[DATA ENTRIES]:
++++++++

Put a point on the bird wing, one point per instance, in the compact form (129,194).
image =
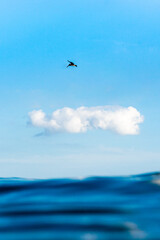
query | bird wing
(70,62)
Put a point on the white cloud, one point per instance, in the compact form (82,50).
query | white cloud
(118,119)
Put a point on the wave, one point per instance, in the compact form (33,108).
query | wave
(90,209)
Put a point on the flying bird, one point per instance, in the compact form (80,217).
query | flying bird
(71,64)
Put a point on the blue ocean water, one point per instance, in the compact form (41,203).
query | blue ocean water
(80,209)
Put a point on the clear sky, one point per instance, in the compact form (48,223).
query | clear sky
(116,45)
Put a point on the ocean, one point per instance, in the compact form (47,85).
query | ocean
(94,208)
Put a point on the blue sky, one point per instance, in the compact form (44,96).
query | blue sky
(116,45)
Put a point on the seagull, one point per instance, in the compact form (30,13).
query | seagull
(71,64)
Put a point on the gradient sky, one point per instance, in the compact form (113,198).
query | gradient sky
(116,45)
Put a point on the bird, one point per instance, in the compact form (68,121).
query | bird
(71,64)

++++++++

[STATED PROBLEM]: Write out all of the material above again, requests included, and shift each answer point by adding 111 to both of its coordinates, leaving the numbers in the requests and their sample forms unchanged. Leave the pictures out.

[OUTPUT FOR THIS EXERCISE]:
Put a point on the bird wing, one point per instance, in the compact form (129,194).
image =
query | bird wing
(181,173)
Put a point on the white cloud, one point per instance, in the compact form (82,50).
query | white cloud
(229,230)
Put a point on the wave, one point per instance, in the compact form (33,108).
query | wave
(201,320)
Put a point on the flying bird, one point per instance, in the compact form (80,217).
query | flying bird
(182,175)
Put a point on the blue ocean water, one point per instance, in the compact form (41,203).
query | blue ocean water
(191,320)
Put a point on the clear sky, one point per instance, in the compact form (48,223).
query | clear sky
(227,156)
Put a point on the ocean, one point per instance, in the compact form (47,85).
query | ocean
(205,319)
Put a point on the blue sky, one point per instance, in the compact form (44,96).
query | blue sky
(227,156)
Put a point on the seagull, one point per instance, in the compact form (30,13).
query | seagull
(182,175)
Put a point on the gradient sky, one point per instance, in the compact form (113,198).
query | gradient sky
(227,156)
Put a point on the bird, one point per instance, in the compact form (68,121).
query | bird
(182,175)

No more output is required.